Exercise directions: Gather every line below that contains the word "white", copying each one out in full.
---------- Supplied information ----------
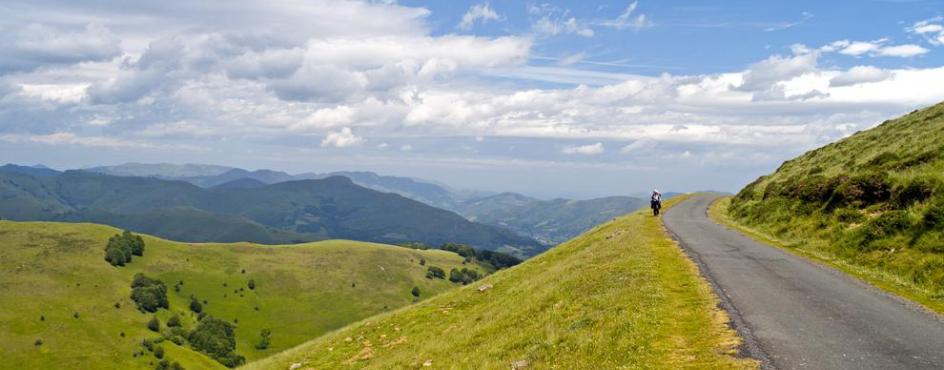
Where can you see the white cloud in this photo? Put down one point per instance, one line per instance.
(859, 74)
(589, 149)
(875, 48)
(341, 139)
(478, 12)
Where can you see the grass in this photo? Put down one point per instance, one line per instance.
(622, 295)
(55, 270)
(871, 204)
(880, 278)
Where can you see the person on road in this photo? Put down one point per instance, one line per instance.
(655, 202)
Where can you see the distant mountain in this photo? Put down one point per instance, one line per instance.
(552, 221)
(549, 221)
(292, 211)
(37, 170)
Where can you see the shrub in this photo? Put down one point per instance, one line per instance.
(216, 338)
(264, 339)
(149, 294)
(435, 272)
(195, 305)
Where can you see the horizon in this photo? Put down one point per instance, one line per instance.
(550, 100)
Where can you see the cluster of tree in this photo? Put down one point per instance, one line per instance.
(265, 337)
(122, 246)
(497, 260)
(464, 276)
(435, 272)
(149, 294)
(216, 338)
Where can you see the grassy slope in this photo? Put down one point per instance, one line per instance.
(621, 295)
(57, 269)
(870, 204)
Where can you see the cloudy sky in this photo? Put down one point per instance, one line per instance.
(550, 99)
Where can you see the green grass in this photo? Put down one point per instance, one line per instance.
(622, 295)
(871, 204)
(302, 291)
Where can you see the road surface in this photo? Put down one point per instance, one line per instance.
(795, 314)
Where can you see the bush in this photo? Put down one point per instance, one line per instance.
(149, 294)
(435, 272)
(264, 339)
(216, 338)
(122, 246)
(464, 276)
(195, 305)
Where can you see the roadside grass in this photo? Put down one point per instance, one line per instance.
(818, 250)
(54, 271)
(622, 295)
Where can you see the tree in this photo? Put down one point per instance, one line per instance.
(195, 305)
(435, 272)
(264, 339)
(149, 294)
(154, 325)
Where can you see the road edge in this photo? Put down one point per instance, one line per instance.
(749, 348)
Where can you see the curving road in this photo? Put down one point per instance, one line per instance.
(794, 314)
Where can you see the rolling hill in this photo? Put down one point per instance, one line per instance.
(66, 307)
(874, 202)
(284, 212)
(549, 221)
(623, 295)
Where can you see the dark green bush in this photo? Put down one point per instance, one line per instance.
(216, 338)
(149, 294)
(435, 272)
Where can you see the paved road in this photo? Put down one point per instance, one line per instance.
(798, 315)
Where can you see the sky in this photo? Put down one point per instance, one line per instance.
(550, 99)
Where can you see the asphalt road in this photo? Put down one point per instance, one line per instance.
(795, 314)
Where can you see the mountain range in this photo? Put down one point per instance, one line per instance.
(284, 212)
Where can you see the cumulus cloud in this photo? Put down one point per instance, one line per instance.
(478, 12)
(589, 149)
(875, 48)
(341, 139)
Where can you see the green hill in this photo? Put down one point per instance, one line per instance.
(549, 221)
(286, 212)
(57, 288)
(623, 295)
(873, 202)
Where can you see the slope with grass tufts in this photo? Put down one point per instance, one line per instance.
(871, 204)
(621, 295)
(64, 306)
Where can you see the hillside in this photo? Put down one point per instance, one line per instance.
(57, 288)
(872, 201)
(279, 213)
(549, 221)
(620, 296)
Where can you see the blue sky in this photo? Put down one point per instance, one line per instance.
(576, 99)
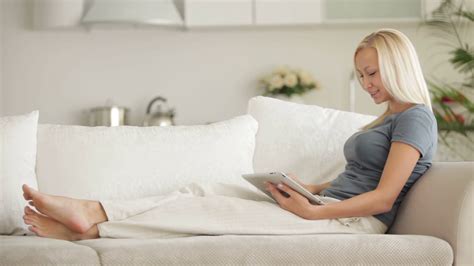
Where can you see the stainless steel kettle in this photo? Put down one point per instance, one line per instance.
(159, 117)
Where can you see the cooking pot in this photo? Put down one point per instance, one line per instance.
(109, 116)
(161, 116)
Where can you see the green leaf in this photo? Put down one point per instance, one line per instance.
(463, 60)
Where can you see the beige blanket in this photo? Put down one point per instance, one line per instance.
(217, 209)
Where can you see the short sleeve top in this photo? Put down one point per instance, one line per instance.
(366, 153)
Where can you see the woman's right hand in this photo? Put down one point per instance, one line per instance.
(311, 188)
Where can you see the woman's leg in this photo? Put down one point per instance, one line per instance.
(46, 227)
(77, 215)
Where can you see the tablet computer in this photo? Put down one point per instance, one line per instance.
(258, 180)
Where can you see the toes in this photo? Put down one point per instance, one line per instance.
(26, 192)
(33, 229)
(29, 211)
(27, 220)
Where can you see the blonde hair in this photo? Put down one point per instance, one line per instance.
(399, 68)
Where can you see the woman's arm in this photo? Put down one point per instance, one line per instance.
(400, 163)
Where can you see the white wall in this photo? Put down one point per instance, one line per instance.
(1, 57)
(207, 75)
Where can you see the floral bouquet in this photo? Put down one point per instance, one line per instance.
(288, 82)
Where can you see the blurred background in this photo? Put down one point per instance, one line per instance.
(207, 58)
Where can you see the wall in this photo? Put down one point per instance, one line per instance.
(1, 58)
(207, 75)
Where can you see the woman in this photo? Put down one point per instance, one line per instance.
(384, 159)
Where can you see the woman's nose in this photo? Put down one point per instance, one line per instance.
(367, 84)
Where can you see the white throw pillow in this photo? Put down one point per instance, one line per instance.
(17, 167)
(306, 140)
(135, 162)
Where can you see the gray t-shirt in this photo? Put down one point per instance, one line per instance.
(366, 153)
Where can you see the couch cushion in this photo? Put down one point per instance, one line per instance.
(275, 250)
(135, 162)
(306, 140)
(17, 167)
(31, 250)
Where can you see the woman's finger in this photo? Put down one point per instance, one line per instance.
(286, 189)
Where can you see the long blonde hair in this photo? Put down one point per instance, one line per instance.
(400, 69)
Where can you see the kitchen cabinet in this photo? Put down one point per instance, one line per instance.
(287, 12)
(348, 11)
(218, 13)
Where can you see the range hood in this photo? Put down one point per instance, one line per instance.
(149, 12)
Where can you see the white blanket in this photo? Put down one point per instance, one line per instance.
(217, 209)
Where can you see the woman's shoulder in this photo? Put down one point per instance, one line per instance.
(417, 112)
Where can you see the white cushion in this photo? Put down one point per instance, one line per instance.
(306, 140)
(17, 167)
(135, 162)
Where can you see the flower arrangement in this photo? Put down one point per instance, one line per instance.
(287, 81)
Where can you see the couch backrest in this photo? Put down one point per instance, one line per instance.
(133, 162)
(306, 140)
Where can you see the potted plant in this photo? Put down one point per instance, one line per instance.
(452, 24)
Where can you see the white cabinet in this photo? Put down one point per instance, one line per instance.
(218, 13)
(347, 11)
(429, 6)
(287, 12)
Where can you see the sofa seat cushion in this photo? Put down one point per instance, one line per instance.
(346, 249)
(32, 250)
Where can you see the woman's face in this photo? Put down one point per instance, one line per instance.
(367, 67)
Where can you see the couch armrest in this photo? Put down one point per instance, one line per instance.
(440, 204)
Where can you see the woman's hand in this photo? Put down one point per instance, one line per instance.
(311, 188)
(295, 203)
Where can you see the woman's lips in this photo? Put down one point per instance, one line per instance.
(375, 93)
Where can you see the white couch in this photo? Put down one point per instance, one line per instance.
(433, 226)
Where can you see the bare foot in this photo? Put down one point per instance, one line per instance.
(46, 227)
(77, 215)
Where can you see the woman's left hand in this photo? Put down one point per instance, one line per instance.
(296, 203)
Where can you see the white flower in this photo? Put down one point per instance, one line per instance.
(276, 82)
(306, 78)
(282, 70)
(291, 80)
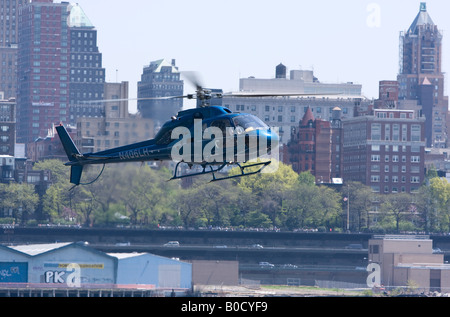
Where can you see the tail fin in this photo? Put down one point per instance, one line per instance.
(72, 154)
(67, 142)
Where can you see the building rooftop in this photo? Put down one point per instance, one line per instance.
(422, 18)
(35, 249)
(401, 237)
(78, 18)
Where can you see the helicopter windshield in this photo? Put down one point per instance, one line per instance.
(249, 122)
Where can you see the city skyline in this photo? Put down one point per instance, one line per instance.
(347, 41)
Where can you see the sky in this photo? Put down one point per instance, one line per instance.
(224, 40)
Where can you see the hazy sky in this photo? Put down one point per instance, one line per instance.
(224, 40)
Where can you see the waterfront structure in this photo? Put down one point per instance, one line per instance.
(405, 260)
(160, 79)
(76, 265)
(385, 150)
(421, 78)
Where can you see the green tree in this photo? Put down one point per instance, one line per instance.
(21, 199)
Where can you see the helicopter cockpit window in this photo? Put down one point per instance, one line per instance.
(223, 124)
(165, 138)
(248, 123)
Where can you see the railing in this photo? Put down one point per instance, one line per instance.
(401, 237)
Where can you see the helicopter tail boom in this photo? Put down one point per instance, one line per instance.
(73, 154)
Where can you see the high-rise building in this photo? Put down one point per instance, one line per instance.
(160, 79)
(58, 66)
(43, 68)
(315, 146)
(7, 127)
(87, 76)
(420, 65)
(286, 112)
(9, 24)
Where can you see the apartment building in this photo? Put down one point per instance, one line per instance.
(385, 150)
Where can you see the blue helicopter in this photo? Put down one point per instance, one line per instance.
(209, 137)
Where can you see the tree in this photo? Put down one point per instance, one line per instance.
(269, 189)
(398, 207)
(360, 200)
(21, 199)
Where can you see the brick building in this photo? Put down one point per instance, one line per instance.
(385, 150)
(315, 146)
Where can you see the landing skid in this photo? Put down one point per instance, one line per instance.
(213, 171)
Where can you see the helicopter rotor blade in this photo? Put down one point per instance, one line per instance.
(194, 78)
(128, 99)
(258, 94)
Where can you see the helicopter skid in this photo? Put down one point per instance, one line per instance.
(220, 167)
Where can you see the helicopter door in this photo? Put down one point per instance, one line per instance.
(228, 133)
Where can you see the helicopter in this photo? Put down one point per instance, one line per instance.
(209, 137)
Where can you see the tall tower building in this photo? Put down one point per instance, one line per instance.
(87, 76)
(9, 18)
(420, 64)
(160, 79)
(58, 65)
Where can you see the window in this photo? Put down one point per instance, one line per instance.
(375, 158)
(415, 179)
(415, 132)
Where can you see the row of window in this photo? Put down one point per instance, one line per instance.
(395, 158)
(394, 168)
(394, 179)
(394, 189)
(395, 135)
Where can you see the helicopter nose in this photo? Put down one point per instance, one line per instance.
(272, 139)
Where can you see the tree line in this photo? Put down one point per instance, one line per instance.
(137, 195)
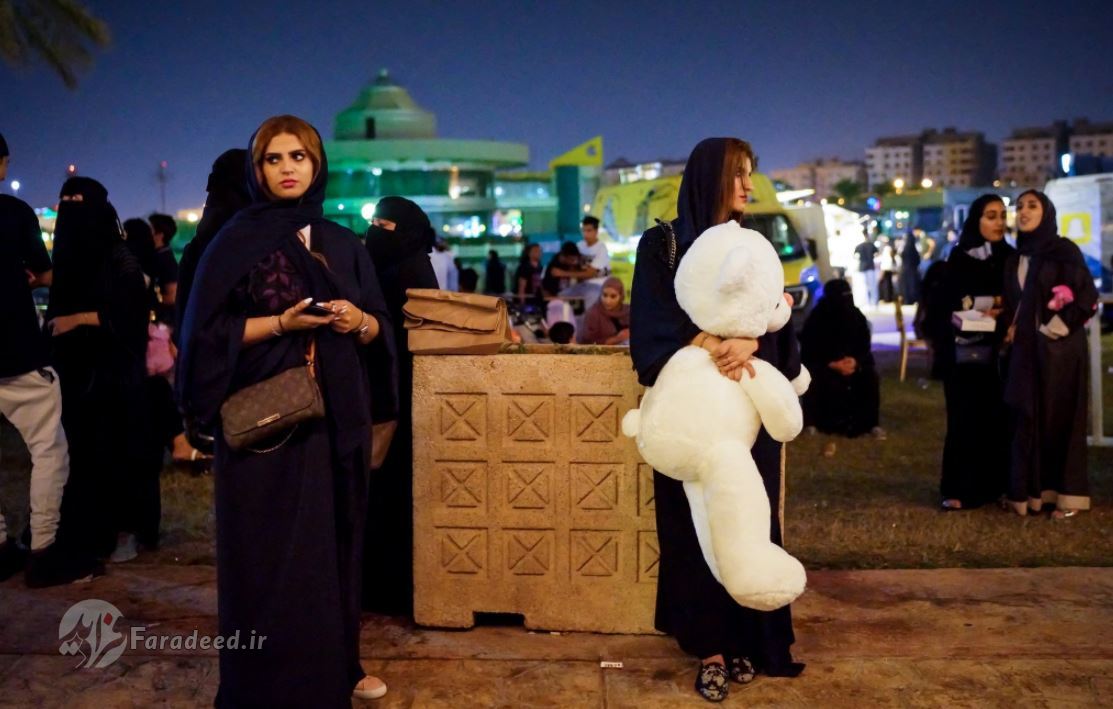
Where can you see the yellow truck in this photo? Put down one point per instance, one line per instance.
(626, 210)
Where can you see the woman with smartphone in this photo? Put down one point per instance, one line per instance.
(277, 282)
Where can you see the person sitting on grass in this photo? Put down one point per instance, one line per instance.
(608, 321)
(845, 394)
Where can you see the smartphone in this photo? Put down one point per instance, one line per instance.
(316, 308)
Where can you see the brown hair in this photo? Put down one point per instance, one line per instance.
(737, 150)
(276, 126)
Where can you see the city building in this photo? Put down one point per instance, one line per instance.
(1031, 156)
(1091, 139)
(895, 158)
(957, 159)
(823, 175)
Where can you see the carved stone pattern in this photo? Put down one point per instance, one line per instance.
(596, 419)
(647, 501)
(529, 417)
(463, 551)
(596, 485)
(463, 484)
(529, 552)
(594, 553)
(529, 485)
(649, 557)
(463, 417)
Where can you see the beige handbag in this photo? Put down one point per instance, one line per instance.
(442, 322)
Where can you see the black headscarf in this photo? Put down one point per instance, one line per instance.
(1042, 240)
(835, 328)
(413, 234)
(140, 242)
(213, 338)
(86, 234)
(971, 236)
(227, 194)
(700, 187)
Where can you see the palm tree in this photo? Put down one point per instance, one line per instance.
(62, 32)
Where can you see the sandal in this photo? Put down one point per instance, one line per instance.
(741, 670)
(711, 681)
(370, 692)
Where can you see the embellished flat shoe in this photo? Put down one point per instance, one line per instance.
(741, 670)
(370, 692)
(711, 681)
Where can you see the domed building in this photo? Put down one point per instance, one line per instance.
(385, 144)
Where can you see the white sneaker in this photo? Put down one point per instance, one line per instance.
(126, 549)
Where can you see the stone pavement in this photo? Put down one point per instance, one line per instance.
(915, 638)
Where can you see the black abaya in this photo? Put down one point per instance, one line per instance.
(1046, 380)
(836, 403)
(401, 259)
(691, 606)
(100, 368)
(289, 522)
(975, 452)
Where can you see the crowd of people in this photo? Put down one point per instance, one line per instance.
(139, 357)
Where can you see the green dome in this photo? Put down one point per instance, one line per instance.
(384, 110)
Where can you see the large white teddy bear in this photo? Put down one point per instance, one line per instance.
(698, 426)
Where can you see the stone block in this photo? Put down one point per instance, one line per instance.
(528, 499)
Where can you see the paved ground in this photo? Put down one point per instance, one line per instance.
(923, 638)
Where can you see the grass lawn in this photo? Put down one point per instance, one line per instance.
(873, 505)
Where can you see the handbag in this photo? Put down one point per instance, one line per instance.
(443, 322)
(381, 435)
(276, 404)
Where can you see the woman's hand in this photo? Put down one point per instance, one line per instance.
(347, 317)
(293, 318)
(63, 324)
(732, 356)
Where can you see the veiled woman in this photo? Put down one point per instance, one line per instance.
(691, 606)
(975, 452)
(98, 316)
(289, 512)
(1049, 297)
(400, 238)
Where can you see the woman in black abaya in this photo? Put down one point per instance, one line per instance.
(1050, 295)
(975, 453)
(844, 397)
(400, 238)
(691, 606)
(289, 513)
(227, 194)
(909, 269)
(98, 316)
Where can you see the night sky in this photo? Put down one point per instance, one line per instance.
(185, 80)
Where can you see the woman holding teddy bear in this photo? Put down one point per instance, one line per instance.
(732, 642)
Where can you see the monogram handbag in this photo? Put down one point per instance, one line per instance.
(266, 409)
(443, 322)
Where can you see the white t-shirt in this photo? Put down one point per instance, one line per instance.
(597, 256)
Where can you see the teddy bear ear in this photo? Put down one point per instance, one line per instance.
(735, 272)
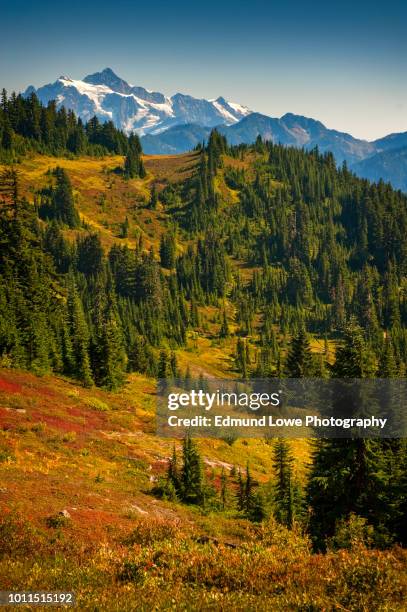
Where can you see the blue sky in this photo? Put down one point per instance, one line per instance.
(343, 63)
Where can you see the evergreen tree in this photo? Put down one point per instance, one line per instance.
(79, 336)
(299, 361)
(191, 473)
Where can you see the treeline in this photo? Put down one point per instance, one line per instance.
(26, 125)
(71, 308)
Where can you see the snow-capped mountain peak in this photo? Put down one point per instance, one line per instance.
(134, 108)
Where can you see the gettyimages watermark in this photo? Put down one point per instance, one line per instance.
(292, 408)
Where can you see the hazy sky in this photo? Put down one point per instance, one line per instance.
(344, 63)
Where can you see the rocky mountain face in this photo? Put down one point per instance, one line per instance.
(131, 108)
(170, 125)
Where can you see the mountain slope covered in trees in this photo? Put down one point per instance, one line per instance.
(232, 261)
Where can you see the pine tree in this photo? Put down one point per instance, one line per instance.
(79, 335)
(224, 329)
(284, 498)
(63, 206)
(191, 473)
(299, 360)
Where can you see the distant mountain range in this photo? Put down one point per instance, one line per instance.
(109, 97)
(175, 124)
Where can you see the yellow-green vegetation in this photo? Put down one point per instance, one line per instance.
(120, 548)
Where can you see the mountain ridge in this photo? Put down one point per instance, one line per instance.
(176, 124)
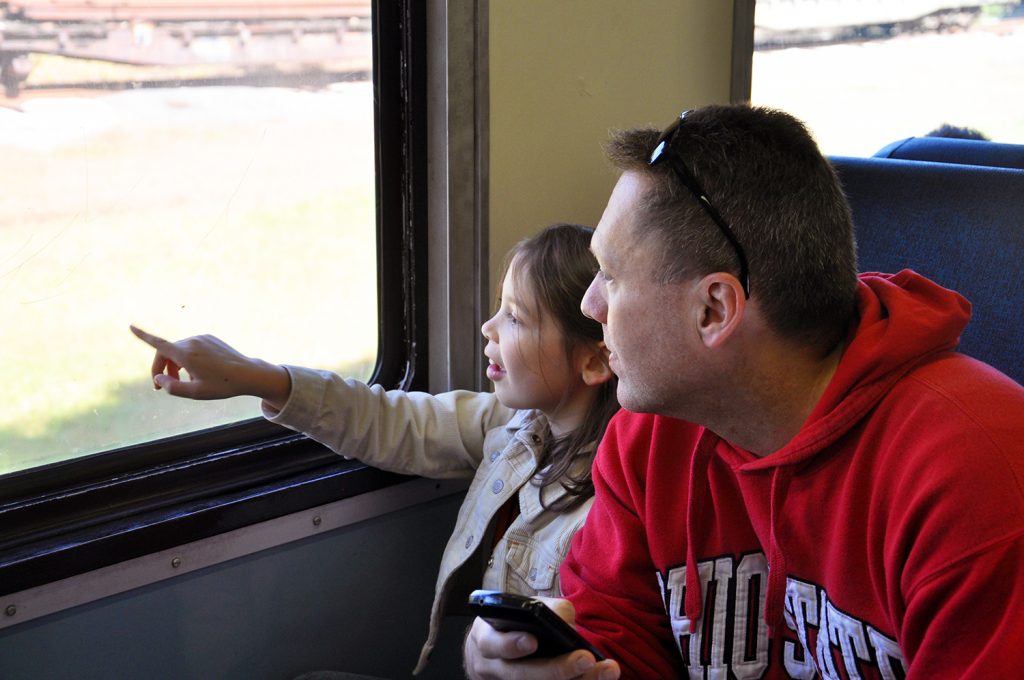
----------
Reply to the exercise:
Where can you see the white cloud in this photo? Put down one point per instance, one line per instance.
Where can you see the white wall in this photo? Put down one point per instance, one line per instance.
Where can you see the white throw pillow in this photo? Put down one point per instance, one line per instance.
Where can you see the white blanket in this photo? Put down one point per instance, one line per instance.
Where can you see the white cushion in this photo? Put down one point per instance, one line per instance.
Where can you see the white cabinet in this photo? Put down one point per instance, one line per instance.
Where can you see the white couch in this photo? Put down one point per instance, one line per instance.
Where can you see the white flower in this photo? Put down one point per instance, one line per instance.
Where can you see the white sneaker in this photo? Put down one point per instance, one line per instance.
Where can you see the large white teddy bear in this photo? Put down one point per instance, one line per instance.
Where can you see the white t-shirt in this photo? Put down one point per instance, one line per instance.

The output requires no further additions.